EXERCISE PROMPT: From the line containing "snow with a point." down to the last line of the material, return those lines verbatim and only those.

[Data listing]
----
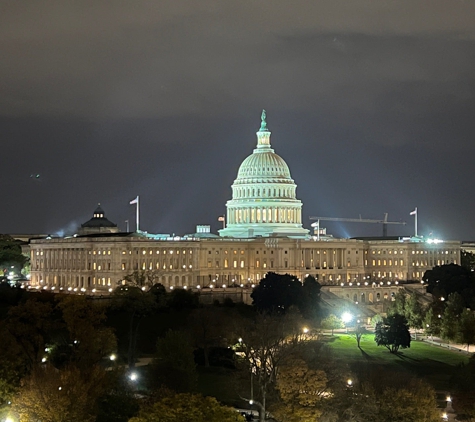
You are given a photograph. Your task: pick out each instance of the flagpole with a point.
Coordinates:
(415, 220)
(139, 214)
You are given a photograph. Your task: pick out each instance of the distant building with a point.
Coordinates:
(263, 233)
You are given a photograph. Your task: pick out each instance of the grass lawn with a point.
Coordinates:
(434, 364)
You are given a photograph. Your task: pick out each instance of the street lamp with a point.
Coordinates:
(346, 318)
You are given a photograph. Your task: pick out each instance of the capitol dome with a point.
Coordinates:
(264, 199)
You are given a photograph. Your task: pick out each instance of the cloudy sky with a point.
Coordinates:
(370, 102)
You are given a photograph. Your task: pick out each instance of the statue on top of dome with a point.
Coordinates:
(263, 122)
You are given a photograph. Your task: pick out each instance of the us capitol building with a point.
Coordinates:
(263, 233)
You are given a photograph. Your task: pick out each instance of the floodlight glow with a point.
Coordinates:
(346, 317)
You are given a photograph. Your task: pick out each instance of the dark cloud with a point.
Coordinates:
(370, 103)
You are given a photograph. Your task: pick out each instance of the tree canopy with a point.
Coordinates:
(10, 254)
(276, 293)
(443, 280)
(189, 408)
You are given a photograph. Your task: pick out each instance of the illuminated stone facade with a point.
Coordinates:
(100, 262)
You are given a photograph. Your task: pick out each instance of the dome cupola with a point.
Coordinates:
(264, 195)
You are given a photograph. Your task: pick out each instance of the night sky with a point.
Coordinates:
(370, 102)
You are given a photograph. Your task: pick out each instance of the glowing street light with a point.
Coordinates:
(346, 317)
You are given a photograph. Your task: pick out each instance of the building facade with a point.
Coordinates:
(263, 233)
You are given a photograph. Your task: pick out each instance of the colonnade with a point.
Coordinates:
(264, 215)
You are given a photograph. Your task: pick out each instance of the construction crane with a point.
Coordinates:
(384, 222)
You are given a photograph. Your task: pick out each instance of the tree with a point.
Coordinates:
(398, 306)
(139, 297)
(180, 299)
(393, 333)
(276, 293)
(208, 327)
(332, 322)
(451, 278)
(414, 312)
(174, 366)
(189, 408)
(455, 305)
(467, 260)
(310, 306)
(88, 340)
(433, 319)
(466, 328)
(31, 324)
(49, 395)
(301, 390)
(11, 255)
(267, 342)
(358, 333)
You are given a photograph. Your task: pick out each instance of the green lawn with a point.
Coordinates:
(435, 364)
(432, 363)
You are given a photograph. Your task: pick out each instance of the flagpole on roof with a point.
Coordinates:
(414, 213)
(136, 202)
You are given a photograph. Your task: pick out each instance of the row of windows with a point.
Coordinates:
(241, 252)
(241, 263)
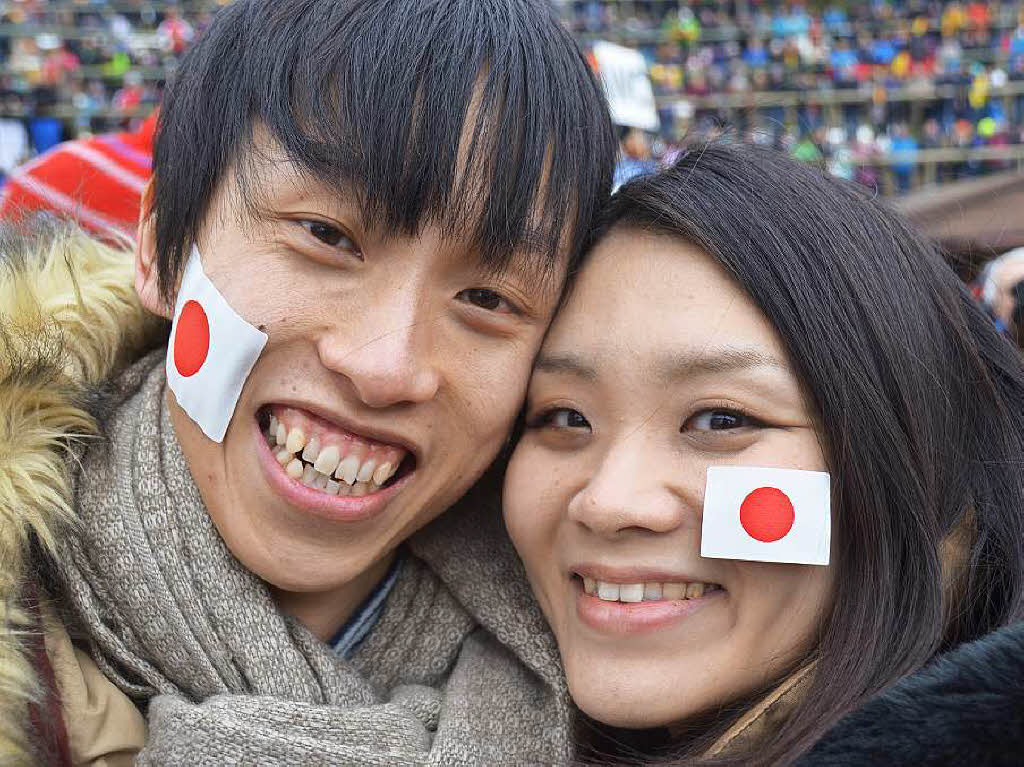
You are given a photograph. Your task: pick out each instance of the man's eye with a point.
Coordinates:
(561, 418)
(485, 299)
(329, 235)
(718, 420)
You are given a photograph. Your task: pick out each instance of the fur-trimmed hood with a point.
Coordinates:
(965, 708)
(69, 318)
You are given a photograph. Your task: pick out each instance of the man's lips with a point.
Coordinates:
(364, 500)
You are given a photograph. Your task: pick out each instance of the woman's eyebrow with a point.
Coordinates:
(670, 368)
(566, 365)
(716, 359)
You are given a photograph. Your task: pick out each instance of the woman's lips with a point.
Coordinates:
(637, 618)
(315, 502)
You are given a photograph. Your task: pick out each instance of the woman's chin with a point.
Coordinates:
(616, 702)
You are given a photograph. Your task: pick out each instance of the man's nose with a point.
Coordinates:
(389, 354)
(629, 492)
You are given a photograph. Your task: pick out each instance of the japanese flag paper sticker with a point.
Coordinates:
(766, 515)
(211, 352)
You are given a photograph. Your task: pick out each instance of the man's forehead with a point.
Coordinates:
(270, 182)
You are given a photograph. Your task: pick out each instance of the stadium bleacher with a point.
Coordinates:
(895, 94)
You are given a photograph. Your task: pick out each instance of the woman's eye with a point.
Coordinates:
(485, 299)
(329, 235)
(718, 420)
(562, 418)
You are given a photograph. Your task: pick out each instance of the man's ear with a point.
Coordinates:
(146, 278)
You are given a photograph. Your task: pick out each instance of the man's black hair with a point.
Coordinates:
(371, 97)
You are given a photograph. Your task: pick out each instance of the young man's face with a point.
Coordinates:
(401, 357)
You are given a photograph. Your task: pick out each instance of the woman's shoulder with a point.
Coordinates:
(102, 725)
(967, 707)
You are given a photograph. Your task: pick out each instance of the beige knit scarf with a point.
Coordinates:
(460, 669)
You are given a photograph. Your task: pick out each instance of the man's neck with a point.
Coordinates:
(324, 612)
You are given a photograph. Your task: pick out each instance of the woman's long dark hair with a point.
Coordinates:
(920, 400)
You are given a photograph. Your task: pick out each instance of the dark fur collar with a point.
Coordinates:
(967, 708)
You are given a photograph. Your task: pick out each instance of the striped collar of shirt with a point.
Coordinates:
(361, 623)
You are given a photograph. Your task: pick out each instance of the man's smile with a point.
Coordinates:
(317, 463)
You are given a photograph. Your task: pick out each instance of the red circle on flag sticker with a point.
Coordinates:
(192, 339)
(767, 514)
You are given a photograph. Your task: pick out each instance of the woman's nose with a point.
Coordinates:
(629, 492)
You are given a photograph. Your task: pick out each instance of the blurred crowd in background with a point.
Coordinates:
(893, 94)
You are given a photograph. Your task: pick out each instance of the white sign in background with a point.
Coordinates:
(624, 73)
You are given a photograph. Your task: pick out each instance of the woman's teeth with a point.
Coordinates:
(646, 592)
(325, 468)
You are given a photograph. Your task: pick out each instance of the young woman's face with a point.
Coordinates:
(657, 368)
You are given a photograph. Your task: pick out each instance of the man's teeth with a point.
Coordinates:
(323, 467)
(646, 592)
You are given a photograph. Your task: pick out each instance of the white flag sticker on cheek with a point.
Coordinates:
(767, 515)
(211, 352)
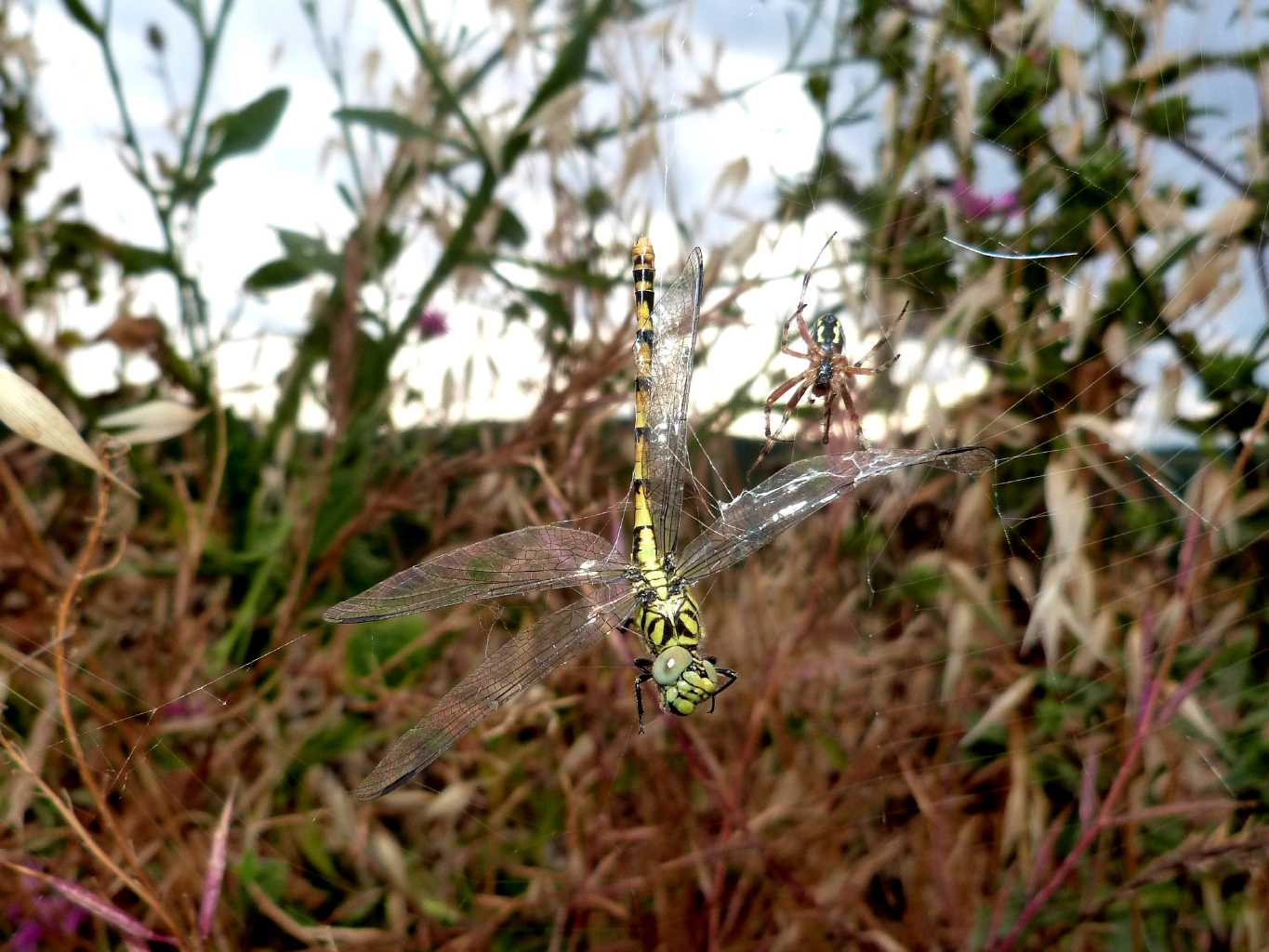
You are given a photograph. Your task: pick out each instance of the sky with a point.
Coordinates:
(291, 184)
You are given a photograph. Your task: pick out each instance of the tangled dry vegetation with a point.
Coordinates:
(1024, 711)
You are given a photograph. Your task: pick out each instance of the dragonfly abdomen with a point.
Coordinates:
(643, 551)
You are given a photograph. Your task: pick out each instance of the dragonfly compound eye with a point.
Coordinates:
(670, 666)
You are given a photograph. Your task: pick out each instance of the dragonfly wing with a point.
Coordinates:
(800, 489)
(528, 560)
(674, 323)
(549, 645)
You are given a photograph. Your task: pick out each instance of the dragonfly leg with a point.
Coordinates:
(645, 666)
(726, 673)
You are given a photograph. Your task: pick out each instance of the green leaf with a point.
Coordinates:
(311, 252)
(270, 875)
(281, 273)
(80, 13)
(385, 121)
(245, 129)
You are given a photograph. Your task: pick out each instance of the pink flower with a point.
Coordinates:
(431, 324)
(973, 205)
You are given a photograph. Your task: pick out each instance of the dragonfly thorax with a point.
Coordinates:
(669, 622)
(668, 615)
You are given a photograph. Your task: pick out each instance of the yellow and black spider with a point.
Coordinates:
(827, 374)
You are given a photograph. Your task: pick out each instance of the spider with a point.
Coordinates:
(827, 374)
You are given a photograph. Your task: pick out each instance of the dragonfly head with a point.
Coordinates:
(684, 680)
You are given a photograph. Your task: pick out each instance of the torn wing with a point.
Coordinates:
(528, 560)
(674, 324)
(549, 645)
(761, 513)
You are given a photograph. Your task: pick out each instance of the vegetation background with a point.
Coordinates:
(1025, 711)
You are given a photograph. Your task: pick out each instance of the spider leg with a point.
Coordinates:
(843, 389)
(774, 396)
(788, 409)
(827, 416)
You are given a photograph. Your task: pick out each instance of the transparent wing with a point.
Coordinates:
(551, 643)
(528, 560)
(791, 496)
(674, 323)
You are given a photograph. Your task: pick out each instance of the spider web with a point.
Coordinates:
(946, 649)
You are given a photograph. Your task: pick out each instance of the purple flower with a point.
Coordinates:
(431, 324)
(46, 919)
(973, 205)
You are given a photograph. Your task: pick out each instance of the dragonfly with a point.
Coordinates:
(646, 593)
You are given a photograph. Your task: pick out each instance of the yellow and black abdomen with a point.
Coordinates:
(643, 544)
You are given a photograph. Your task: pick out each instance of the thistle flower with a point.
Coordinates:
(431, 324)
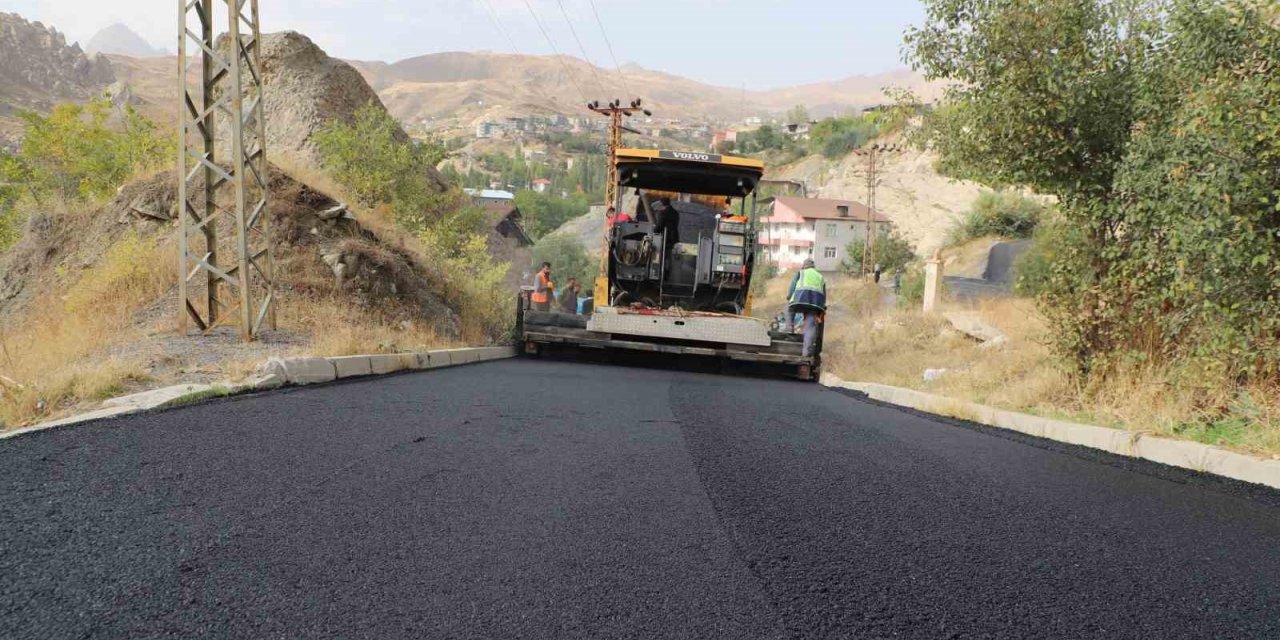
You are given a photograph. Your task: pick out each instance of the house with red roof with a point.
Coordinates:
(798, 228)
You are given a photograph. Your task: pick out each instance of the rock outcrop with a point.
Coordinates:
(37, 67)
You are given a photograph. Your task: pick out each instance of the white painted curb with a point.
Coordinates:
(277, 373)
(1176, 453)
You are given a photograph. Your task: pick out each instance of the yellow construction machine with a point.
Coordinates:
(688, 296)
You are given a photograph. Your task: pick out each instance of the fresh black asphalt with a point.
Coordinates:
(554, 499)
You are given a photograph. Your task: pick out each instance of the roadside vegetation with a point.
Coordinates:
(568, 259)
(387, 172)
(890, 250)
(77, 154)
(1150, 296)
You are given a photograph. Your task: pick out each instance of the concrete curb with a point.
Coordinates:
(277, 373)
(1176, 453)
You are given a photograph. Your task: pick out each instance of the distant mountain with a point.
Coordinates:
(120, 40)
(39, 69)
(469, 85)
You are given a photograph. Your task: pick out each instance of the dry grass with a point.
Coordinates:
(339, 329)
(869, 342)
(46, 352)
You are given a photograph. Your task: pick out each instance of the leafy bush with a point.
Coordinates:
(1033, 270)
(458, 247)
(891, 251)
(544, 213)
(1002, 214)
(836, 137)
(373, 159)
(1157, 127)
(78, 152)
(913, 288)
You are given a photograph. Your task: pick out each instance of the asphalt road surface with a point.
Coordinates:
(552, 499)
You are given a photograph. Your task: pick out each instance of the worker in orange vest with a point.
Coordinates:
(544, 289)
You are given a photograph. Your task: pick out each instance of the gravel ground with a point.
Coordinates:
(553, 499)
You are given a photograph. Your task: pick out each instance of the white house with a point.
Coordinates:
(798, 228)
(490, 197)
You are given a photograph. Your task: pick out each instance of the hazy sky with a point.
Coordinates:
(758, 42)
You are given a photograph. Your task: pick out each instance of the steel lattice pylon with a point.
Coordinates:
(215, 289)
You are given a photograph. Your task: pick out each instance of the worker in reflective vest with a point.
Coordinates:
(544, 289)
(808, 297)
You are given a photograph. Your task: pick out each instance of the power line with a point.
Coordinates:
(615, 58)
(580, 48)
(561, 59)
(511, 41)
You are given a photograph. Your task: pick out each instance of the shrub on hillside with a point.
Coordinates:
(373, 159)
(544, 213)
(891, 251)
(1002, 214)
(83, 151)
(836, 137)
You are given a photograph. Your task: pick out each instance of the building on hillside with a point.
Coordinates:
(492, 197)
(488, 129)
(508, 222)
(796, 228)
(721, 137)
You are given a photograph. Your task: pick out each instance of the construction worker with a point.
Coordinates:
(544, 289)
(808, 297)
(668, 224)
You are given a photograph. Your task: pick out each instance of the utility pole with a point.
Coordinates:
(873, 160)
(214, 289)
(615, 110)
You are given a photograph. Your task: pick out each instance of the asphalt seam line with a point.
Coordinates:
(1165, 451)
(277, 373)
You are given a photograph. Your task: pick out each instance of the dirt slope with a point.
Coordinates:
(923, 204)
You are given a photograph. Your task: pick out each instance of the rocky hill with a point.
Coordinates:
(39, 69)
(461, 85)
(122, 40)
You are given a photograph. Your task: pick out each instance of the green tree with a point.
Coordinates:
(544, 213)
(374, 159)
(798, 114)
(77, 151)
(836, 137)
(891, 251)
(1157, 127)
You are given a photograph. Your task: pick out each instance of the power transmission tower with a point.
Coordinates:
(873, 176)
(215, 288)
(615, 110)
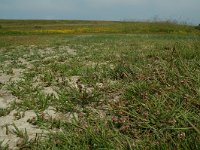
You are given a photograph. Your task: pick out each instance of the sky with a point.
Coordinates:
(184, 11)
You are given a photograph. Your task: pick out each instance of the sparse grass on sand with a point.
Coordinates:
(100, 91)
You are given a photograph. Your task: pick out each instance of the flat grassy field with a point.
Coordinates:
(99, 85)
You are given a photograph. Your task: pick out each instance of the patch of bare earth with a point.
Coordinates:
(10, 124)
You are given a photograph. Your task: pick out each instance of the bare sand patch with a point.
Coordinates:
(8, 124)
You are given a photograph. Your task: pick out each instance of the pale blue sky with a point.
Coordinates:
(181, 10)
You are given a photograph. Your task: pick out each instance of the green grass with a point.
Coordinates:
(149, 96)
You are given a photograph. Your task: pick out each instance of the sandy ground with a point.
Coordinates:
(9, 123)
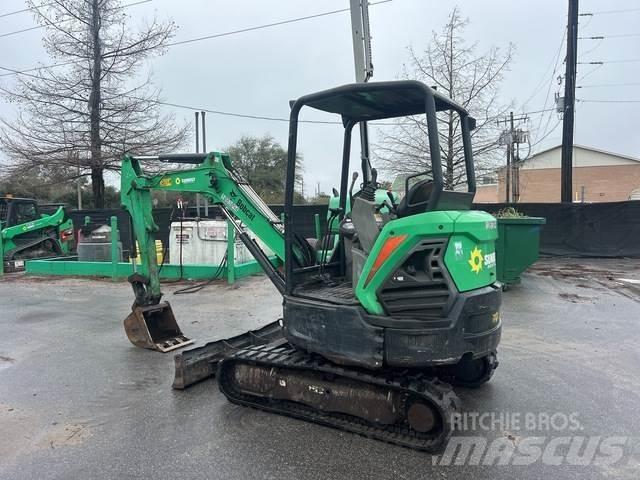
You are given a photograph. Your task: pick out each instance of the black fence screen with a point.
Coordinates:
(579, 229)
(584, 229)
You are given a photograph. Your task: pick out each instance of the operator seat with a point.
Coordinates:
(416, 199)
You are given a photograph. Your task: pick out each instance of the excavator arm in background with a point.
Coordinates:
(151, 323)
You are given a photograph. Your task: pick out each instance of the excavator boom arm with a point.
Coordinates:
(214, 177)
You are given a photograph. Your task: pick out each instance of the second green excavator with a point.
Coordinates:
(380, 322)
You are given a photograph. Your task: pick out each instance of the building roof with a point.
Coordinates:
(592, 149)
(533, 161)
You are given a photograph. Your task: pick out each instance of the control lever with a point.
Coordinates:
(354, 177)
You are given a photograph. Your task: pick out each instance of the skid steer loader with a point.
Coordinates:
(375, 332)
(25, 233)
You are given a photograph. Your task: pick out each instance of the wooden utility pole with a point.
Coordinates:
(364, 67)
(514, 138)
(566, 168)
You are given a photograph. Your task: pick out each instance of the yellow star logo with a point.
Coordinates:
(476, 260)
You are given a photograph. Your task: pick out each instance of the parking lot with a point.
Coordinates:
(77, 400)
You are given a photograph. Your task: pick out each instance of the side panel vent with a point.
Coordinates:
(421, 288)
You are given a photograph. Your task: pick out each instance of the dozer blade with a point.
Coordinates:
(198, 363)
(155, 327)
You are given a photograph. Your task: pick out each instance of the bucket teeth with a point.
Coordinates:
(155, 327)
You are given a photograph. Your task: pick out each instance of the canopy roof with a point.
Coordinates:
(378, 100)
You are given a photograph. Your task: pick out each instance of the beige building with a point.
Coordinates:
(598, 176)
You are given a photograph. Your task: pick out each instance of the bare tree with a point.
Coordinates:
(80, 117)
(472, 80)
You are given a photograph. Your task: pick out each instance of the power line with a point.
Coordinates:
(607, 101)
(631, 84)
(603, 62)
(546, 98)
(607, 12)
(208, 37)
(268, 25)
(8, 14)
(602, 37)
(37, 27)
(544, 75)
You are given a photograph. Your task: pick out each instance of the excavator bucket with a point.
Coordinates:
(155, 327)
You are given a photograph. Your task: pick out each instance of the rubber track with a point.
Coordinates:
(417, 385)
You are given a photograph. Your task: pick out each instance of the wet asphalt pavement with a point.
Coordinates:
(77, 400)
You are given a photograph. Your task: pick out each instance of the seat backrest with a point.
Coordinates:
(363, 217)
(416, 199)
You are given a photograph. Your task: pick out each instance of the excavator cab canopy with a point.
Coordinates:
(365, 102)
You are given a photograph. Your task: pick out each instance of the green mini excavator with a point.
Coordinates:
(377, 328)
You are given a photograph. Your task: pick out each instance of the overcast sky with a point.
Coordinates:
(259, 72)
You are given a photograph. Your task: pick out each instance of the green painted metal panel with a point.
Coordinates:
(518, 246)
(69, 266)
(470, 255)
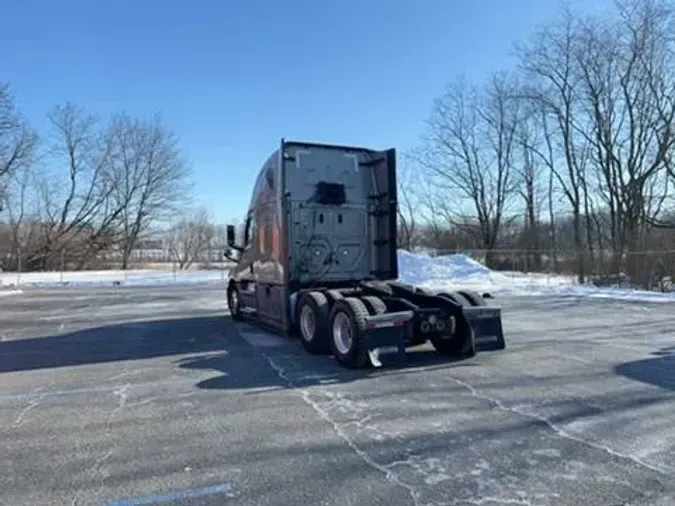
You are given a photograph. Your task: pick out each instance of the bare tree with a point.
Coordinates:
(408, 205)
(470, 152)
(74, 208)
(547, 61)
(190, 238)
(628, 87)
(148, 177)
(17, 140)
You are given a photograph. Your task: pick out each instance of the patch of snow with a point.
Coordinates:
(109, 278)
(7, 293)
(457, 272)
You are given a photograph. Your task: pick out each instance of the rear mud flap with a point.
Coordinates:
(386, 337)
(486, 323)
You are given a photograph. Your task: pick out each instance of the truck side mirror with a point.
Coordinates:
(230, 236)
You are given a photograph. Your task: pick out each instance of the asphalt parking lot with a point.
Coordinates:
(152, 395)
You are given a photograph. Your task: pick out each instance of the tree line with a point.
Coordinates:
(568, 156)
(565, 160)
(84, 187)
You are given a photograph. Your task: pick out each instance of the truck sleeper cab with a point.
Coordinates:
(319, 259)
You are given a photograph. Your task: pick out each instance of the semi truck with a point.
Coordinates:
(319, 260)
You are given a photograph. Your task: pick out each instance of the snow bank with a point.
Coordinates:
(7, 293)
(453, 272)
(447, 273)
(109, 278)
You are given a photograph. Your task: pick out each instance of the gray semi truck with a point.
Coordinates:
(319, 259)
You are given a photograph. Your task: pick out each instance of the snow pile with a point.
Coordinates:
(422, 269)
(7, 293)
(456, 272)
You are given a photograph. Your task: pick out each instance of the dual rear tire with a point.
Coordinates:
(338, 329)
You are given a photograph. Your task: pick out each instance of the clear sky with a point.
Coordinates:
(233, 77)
----
SOLUTION TO THIS EXERCISE:
You are given a photograph. Your task: pick out each instance of the patch of snow with a point.
Coordinates:
(109, 278)
(7, 293)
(457, 272)
You are given a photograph. Your task: pick out each instance of the rear mud flap with a point.
Coordinates:
(386, 337)
(486, 323)
You are given a photograph. Your task: pick out each instance of the truck side mirror with a point.
Coordinates:
(230, 236)
You are given a photograph. Your task: pick out each instance of the asphalt parking lot with a point.
Coordinates:
(152, 395)
You are given a photograph. Your task: pick out each instance of the tree line with a point.
Coordinates:
(568, 156)
(565, 160)
(84, 187)
You are given a photograph. Your task: pick out each instance of the truck sleeper cab with a point.
Coordinates:
(319, 259)
You are given a photograph. Your task: pick out each instance of the semi truck with a point.
Coordinates:
(319, 260)
You are given a photograph. Your task: pick out each instance of the snow bank with a point.
Coordinates:
(7, 293)
(453, 272)
(447, 273)
(109, 278)
You are given a photograph. Your task: pick out each instance of the gray semi truck with a point.
Coordinates:
(319, 259)
You are given a photograph. Your task: pick out each instance of the snow pile with a point.
Coordinates:
(422, 269)
(7, 293)
(456, 272)
You are given a photograph. Your task: pick out each instance of the dual rear tire with a point.
Coordinates:
(338, 329)
You are given a photograph. Your task: pick out each instance of the clear sky with a point.
Coordinates:
(233, 77)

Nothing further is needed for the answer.